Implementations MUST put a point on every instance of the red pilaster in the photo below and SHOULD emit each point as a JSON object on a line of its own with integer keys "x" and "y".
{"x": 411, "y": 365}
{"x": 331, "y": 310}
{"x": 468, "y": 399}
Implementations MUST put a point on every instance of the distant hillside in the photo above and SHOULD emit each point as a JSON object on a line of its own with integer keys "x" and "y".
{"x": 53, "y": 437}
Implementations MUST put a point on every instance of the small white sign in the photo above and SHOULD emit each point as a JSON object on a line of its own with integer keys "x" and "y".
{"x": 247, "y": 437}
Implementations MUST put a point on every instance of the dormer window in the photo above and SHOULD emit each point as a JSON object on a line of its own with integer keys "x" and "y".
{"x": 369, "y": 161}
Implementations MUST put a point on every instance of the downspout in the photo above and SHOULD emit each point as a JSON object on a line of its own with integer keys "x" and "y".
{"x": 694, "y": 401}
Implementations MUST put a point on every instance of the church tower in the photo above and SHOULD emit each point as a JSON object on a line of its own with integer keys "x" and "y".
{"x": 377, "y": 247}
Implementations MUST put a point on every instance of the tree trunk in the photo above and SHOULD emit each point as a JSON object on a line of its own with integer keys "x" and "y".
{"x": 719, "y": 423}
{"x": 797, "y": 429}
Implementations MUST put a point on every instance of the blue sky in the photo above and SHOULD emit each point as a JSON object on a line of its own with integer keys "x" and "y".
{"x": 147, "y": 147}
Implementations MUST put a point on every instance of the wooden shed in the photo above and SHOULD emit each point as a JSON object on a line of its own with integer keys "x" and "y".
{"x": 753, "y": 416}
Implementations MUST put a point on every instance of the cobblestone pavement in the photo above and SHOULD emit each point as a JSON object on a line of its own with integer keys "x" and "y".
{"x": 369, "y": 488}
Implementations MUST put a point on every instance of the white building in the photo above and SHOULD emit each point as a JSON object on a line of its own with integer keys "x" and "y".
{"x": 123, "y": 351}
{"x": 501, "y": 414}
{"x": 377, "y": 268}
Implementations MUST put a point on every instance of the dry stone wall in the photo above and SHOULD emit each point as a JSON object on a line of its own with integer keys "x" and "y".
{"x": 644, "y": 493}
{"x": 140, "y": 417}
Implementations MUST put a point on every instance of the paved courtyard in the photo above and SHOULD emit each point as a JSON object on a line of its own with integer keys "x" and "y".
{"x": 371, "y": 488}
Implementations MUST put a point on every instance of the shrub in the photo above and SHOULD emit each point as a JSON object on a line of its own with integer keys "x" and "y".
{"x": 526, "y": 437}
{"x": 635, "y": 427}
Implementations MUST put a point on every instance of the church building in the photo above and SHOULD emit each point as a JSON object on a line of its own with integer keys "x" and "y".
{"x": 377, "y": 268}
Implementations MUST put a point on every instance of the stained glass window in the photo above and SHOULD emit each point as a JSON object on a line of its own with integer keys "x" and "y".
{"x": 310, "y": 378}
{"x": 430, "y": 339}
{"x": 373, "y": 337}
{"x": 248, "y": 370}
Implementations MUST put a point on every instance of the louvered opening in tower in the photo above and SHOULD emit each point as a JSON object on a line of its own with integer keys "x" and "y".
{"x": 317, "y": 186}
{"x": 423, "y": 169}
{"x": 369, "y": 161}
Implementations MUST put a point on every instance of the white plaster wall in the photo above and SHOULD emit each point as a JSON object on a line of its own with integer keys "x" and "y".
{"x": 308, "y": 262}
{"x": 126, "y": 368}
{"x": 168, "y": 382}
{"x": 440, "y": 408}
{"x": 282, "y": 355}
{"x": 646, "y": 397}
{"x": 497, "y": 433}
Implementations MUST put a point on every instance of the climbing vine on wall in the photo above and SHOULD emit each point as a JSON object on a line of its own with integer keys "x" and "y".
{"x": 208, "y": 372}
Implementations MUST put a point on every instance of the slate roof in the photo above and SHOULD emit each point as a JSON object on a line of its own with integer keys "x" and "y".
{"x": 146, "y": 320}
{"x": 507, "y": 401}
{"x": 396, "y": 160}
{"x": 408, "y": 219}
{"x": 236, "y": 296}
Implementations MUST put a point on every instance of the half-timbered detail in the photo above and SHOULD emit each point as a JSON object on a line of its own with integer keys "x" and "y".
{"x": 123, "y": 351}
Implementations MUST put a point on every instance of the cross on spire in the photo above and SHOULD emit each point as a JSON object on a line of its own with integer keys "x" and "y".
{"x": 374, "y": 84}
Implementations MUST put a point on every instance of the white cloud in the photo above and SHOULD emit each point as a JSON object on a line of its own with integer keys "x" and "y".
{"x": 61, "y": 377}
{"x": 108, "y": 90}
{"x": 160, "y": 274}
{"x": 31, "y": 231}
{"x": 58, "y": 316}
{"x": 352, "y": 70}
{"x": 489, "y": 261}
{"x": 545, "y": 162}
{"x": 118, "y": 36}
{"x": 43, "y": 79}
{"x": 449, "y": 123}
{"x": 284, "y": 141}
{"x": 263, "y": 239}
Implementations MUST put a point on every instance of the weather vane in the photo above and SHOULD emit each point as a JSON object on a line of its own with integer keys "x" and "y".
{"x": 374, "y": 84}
________________
* GIVEN EXERCISE
Set down the material word for word, starting at the line that contains "of the weather" and continuing through the end of the material.

* OUTPUT
Implementations MUST put a point on every instance of the weather vane in the photo above and SHOULD emit each point as a JSON object on a line of its own with integer keys "x" and "y".
{"x": 374, "y": 84}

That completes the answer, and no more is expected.